**Brief**
Lines from the one with "Target: floral arrangement" through the end of the listing below should be set down exactly, with no other line included.

**Information**
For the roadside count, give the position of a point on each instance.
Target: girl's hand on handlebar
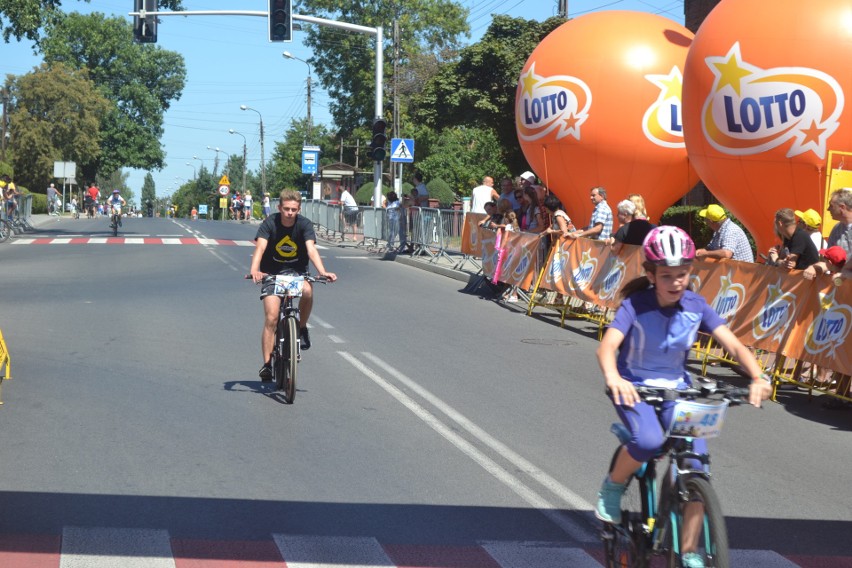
(759, 391)
(622, 391)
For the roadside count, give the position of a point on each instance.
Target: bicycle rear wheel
(712, 536)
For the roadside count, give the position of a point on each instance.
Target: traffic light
(377, 143)
(280, 22)
(145, 28)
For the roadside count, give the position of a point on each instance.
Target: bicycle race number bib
(692, 419)
(289, 285)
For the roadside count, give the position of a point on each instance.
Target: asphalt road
(424, 416)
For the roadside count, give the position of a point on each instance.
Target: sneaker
(265, 373)
(609, 501)
(691, 560)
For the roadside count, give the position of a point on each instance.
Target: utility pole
(4, 99)
(396, 168)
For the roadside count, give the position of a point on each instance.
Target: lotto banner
(766, 307)
(588, 270)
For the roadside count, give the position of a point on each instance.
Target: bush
(440, 190)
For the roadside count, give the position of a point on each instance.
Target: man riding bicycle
(115, 203)
(293, 243)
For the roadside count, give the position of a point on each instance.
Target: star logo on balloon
(558, 103)
(663, 123)
(750, 110)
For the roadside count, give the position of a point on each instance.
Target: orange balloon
(598, 104)
(764, 102)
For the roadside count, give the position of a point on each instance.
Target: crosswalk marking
(102, 547)
(331, 552)
(110, 547)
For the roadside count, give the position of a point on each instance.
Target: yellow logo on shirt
(286, 248)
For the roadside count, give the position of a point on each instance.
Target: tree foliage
(478, 90)
(149, 191)
(28, 18)
(55, 117)
(345, 61)
(140, 80)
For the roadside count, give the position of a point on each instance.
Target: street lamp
(232, 131)
(216, 161)
(289, 55)
(262, 166)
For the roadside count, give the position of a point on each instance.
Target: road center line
(548, 509)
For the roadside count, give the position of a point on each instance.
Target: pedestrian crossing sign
(402, 150)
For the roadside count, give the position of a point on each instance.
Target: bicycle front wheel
(698, 519)
(285, 367)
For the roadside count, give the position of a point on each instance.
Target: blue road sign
(310, 159)
(402, 150)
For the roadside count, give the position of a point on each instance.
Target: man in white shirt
(482, 194)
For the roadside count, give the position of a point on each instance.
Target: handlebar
(308, 278)
(721, 391)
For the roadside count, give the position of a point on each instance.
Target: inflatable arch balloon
(764, 101)
(598, 103)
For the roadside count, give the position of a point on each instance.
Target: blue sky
(230, 63)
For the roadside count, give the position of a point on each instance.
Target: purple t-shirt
(657, 340)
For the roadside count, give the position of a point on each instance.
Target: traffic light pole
(379, 110)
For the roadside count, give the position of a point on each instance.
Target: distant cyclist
(286, 241)
(10, 196)
(115, 202)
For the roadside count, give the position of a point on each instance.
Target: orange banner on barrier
(766, 307)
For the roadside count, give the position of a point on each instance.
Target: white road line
(101, 547)
(544, 506)
(321, 323)
(759, 559)
(521, 463)
(538, 555)
(331, 552)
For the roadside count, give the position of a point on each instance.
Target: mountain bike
(655, 513)
(116, 221)
(286, 351)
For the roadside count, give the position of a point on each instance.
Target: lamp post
(262, 166)
(289, 55)
(216, 161)
(232, 131)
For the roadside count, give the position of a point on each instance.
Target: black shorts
(267, 286)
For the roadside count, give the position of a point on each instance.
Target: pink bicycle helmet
(668, 246)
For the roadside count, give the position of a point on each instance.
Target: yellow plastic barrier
(5, 364)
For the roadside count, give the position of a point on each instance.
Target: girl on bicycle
(647, 343)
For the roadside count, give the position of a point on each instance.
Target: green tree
(345, 61)
(29, 18)
(140, 80)
(149, 191)
(461, 156)
(478, 90)
(55, 116)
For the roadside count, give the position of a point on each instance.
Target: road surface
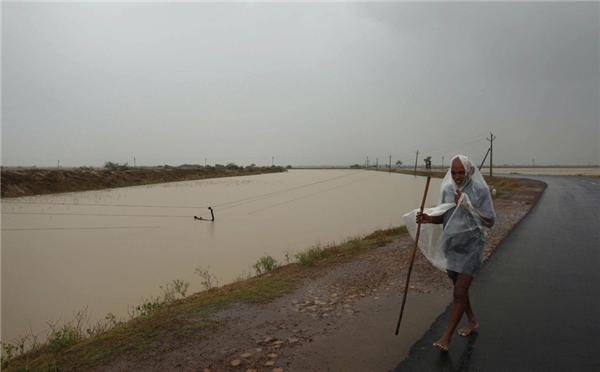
(538, 297)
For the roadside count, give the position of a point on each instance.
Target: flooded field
(112, 249)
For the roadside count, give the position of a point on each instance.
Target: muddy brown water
(112, 249)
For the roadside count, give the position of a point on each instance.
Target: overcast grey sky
(86, 83)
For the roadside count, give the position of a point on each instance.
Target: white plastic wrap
(457, 244)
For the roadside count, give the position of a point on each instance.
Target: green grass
(184, 320)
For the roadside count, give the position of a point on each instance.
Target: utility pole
(491, 139)
(416, 159)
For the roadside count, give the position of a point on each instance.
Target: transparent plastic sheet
(457, 245)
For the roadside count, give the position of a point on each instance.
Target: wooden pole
(412, 258)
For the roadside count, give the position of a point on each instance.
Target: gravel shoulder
(342, 317)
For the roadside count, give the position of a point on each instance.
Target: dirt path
(343, 318)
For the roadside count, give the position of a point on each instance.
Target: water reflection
(112, 248)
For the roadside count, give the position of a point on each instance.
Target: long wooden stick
(412, 258)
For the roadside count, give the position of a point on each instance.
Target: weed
(63, 337)
(312, 255)
(209, 280)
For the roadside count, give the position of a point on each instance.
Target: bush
(63, 338)
(312, 255)
(264, 265)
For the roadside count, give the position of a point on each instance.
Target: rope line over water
(107, 205)
(227, 205)
(98, 214)
(79, 228)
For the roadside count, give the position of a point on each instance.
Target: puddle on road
(108, 249)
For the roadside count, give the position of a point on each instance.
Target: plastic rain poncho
(457, 244)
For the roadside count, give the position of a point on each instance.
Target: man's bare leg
(473, 323)
(459, 304)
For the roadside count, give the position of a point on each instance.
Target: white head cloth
(472, 217)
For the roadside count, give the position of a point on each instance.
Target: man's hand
(423, 218)
(457, 195)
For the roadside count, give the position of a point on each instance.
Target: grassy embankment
(17, 182)
(163, 325)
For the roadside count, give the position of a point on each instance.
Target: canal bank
(342, 310)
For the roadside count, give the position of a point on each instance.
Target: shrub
(312, 255)
(265, 264)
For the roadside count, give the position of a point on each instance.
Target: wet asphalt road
(538, 297)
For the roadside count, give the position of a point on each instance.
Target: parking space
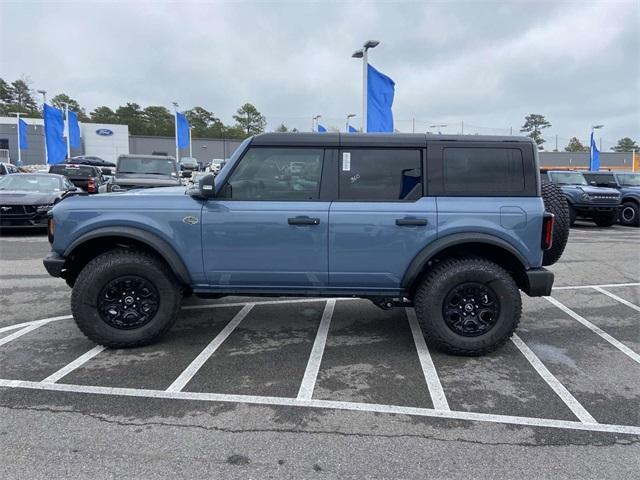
(572, 369)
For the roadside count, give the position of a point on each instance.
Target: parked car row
(603, 197)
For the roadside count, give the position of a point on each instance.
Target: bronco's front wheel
(468, 306)
(125, 298)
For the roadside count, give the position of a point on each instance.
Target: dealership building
(107, 141)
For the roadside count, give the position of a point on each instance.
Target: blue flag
(74, 129)
(22, 134)
(183, 130)
(380, 90)
(595, 156)
(54, 134)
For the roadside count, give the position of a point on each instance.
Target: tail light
(548, 221)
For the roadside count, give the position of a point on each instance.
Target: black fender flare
(420, 260)
(164, 249)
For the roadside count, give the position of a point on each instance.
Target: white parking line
(327, 404)
(428, 368)
(189, 372)
(568, 399)
(313, 365)
(619, 345)
(608, 285)
(617, 298)
(23, 331)
(77, 363)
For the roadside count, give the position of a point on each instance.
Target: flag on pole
(54, 134)
(74, 129)
(380, 91)
(595, 156)
(22, 134)
(182, 134)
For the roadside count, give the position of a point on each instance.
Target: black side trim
(539, 282)
(417, 264)
(54, 264)
(165, 250)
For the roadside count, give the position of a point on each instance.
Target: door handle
(411, 222)
(303, 221)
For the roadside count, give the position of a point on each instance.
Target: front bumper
(54, 263)
(539, 282)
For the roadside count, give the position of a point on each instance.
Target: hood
(592, 190)
(22, 197)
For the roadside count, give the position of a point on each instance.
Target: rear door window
(471, 170)
(383, 175)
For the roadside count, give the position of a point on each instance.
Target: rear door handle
(411, 222)
(303, 221)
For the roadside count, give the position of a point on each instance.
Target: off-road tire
(555, 202)
(441, 280)
(110, 266)
(625, 209)
(606, 219)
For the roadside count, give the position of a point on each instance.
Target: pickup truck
(454, 226)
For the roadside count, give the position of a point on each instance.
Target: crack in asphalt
(103, 418)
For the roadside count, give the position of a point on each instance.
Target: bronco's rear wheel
(555, 202)
(125, 298)
(468, 306)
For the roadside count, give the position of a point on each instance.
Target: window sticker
(346, 161)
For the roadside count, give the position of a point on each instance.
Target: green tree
(131, 114)
(205, 123)
(625, 145)
(250, 120)
(533, 126)
(22, 97)
(158, 121)
(575, 145)
(62, 98)
(104, 115)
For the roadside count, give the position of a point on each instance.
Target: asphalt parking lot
(273, 388)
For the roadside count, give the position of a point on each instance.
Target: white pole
(175, 111)
(66, 114)
(364, 89)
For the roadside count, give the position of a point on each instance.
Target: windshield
(152, 166)
(629, 179)
(72, 170)
(31, 183)
(568, 178)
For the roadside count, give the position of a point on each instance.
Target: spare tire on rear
(555, 202)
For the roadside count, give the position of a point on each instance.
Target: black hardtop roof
(373, 139)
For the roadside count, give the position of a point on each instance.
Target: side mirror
(205, 189)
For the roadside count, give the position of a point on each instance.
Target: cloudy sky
(484, 63)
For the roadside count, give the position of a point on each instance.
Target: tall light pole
(362, 53)
(66, 116)
(17, 114)
(175, 114)
(44, 101)
(350, 115)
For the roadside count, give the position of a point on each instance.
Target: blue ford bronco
(452, 225)
(628, 184)
(586, 201)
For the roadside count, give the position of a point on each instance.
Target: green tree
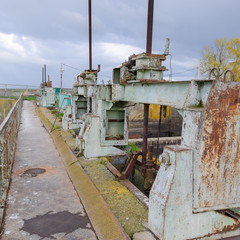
(224, 55)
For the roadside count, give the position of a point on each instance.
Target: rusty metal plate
(217, 167)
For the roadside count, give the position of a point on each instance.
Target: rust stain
(220, 157)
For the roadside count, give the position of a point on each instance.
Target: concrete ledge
(103, 220)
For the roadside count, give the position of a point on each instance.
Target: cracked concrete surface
(40, 206)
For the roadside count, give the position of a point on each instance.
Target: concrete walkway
(42, 203)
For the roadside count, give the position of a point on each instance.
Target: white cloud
(14, 48)
(186, 62)
(117, 52)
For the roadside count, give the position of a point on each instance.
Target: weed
(29, 98)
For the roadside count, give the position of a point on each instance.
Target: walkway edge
(103, 220)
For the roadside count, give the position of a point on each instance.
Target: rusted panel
(217, 168)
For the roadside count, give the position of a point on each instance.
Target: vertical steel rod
(61, 72)
(90, 33)
(145, 133)
(146, 106)
(150, 26)
(45, 73)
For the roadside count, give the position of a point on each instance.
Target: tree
(224, 55)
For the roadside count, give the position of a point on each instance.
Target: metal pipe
(146, 106)
(159, 130)
(90, 33)
(150, 26)
(45, 73)
(145, 133)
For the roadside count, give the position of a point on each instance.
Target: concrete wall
(8, 135)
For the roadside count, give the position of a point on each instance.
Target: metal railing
(8, 135)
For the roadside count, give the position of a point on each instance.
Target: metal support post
(150, 26)
(145, 133)
(90, 33)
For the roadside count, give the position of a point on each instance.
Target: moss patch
(125, 206)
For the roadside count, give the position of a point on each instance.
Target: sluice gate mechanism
(196, 192)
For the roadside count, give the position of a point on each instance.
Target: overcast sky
(34, 32)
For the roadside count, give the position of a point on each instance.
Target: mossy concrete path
(42, 202)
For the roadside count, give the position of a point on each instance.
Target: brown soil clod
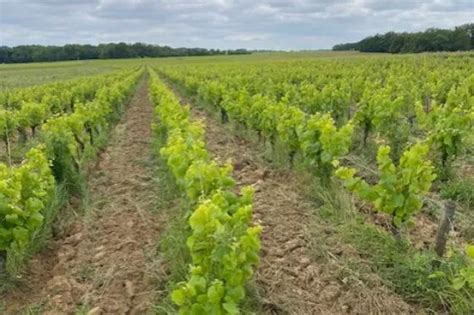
(101, 264)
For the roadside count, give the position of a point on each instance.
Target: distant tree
(36, 53)
(461, 38)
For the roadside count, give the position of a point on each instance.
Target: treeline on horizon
(37, 53)
(461, 38)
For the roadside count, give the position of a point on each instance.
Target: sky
(224, 24)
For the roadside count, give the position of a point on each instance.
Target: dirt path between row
(291, 279)
(103, 263)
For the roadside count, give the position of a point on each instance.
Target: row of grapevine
(23, 111)
(223, 243)
(442, 131)
(420, 127)
(63, 145)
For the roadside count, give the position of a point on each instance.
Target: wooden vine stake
(444, 227)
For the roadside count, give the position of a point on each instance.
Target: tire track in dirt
(104, 261)
(290, 279)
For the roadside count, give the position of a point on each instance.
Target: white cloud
(272, 24)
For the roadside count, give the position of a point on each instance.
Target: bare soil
(292, 278)
(103, 262)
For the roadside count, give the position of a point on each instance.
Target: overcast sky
(278, 24)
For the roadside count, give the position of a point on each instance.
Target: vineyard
(298, 183)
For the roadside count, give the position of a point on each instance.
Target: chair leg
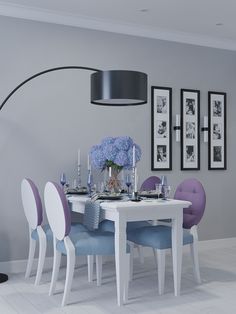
(70, 266)
(42, 253)
(90, 259)
(161, 256)
(56, 267)
(99, 269)
(194, 254)
(32, 246)
(140, 253)
(131, 259)
(127, 276)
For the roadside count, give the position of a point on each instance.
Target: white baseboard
(19, 266)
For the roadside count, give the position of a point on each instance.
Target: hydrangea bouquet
(117, 153)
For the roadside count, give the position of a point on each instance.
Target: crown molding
(55, 17)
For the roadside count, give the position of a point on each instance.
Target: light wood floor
(216, 294)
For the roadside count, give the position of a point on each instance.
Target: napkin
(92, 214)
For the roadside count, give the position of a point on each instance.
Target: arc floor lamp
(108, 88)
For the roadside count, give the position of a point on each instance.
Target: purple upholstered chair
(150, 183)
(159, 237)
(34, 214)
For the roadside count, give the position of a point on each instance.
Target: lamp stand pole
(3, 278)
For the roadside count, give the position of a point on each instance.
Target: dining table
(123, 211)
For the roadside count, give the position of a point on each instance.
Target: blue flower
(114, 151)
(121, 158)
(123, 142)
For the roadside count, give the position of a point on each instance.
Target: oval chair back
(150, 183)
(57, 210)
(31, 203)
(193, 191)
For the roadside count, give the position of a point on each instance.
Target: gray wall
(46, 121)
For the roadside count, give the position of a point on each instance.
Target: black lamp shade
(118, 88)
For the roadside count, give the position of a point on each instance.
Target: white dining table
(122, 212)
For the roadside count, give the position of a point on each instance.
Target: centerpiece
(113, 155)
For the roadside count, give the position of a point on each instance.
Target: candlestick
(205, 124)
(133, 155)
(89, 165)
(78, 157)
(177, 123)
(135, 180)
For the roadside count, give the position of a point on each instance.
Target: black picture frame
(217, 125)
(190, 129)
(161, 128)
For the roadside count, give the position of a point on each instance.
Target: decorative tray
(77, 191)
(110, 197)
(148, 194)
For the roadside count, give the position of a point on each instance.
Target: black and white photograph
(161, 113)
(161, 153)
(190, 154)
(161, 104)
(161, 128)
(217, 108)
(190, 106)
(217, 153)
(190, 129)
(217, 131)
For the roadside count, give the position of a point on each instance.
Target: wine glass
(158, 189)
(63, 179)
(166, 190)
(128, 181)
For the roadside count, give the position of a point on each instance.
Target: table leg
(120, 256)
(177, 247)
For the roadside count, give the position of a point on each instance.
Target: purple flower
(121, 158)
(114, 151)
(123, 142)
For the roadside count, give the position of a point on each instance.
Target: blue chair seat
(158, 237)
(75, 228)
(108, 225)
(91, 242)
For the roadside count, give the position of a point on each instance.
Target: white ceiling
(185, 21)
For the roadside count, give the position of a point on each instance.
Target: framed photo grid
(190, 129)
(216, 131)
(161, 113)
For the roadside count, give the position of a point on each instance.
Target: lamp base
(3, 278)
(135, 197)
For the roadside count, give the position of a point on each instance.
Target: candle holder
(79, 177)
(135, 197)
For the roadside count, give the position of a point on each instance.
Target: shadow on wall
(4, 247)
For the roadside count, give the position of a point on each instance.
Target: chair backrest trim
(32, 203)
(57, 209)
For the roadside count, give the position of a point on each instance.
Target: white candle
(89, 166)
(205, 133)
(78, 157)
(177, 123)
(133, 156)
(135, 180)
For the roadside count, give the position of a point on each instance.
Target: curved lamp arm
(108, 88)
(44, 72)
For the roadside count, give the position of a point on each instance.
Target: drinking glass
(166, 190)
(63, 179)
(158, 189)
(128, 181)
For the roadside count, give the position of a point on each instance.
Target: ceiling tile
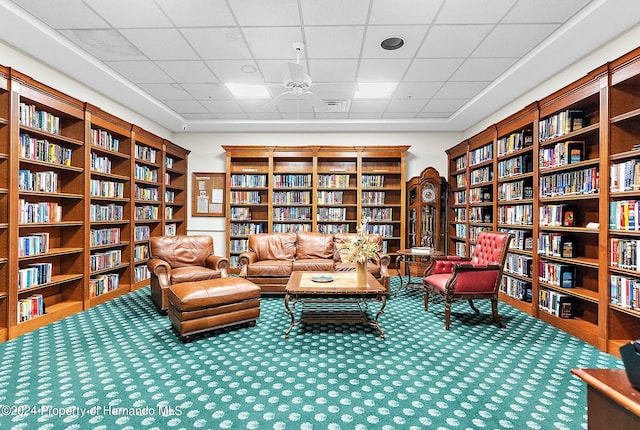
(224, 43)
(382, 70)
(236, 70)
(106, 45)
(450, 41)
(221, 106)
(403, 11)
(482, 69)
(166, 91)
(511, 40)
(460, 90)
(444, 105)
(412, 35)
(130, 14)
(369, 106)
(265, 13)
(436, 69)
(406, 105)
(187, 71)
(334, 42)
(198, 13)
(207, 91)
(272, 42)
(418, 90)
(333, 70)
(544, 11)
(186, 106)
(140, 72)
(473, 12)
(334, 12)
(59, 14)
(161, 44)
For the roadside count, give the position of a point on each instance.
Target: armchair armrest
(244, 260)
(444, 264)
(468, 278)
(161, 269)
(219, 263)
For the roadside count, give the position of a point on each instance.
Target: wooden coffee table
(342, 290)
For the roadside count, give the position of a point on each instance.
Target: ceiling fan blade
(296, 72)
(315, 101)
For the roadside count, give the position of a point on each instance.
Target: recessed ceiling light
(392, 43)
(378, 90)
(248, 91)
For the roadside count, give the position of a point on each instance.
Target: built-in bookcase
(325, 189)
(68, 229)
(571, 200)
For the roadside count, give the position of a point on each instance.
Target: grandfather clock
(425, 211)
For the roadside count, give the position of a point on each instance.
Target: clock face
(428, 193)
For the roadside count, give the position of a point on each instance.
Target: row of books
(43, 150)
(30, 307)
(145, 153)
(103, 188)
(30, 116)
(34, 244)
(100, 164)
(34, 274)
(625, 176)
(104, 236)
(110, 212)
(145, 173)
(105, 260)
(46, 181)
(585, 181)
(555, 303)
(103, 284)
(290, 181)
(242, 181)
(104, 139)
(40, 212)
(146, 193)
(146, 213)
(333, 181)
(561, 154)
(515, 142)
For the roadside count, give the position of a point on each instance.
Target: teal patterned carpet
(119, 365)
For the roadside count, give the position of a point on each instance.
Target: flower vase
(361, 275)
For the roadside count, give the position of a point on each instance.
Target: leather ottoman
(196, 307)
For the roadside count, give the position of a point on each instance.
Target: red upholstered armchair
(457, 278)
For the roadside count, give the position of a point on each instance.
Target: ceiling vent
(337, 105)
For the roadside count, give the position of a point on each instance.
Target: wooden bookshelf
(326, 189)
(585, 178)
(67, 238)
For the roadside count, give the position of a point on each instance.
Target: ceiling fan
(297, 84)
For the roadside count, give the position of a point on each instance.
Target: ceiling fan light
(392, 43)
(377, 90)
(248, 91)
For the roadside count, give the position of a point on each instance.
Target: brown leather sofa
(272, 257)
(180, 259)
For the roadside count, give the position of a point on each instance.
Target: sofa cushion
(270, 268)
(273, 246)
(313, 245)
(313, 265)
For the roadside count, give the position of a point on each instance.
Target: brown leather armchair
(178, 259)
(456, 278)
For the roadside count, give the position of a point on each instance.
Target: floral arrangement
(359, 248)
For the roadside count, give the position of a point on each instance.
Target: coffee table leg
(380, 312)
(290, 312)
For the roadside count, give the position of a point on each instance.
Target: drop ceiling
(169, 59)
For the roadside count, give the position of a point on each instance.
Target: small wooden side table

**Reply to the task**
Target: floral arrangement
(359, 248)
For the roadside count, give the position of a point on each instance.
Target: coffee table leg
(380, 312)
(290, 312)
For the roadside count, give the position of a point on each instance.
Target: drop ceiling
(169, 59)
For the roadside count, give the position of a point on each instance.
Target: small wooden side table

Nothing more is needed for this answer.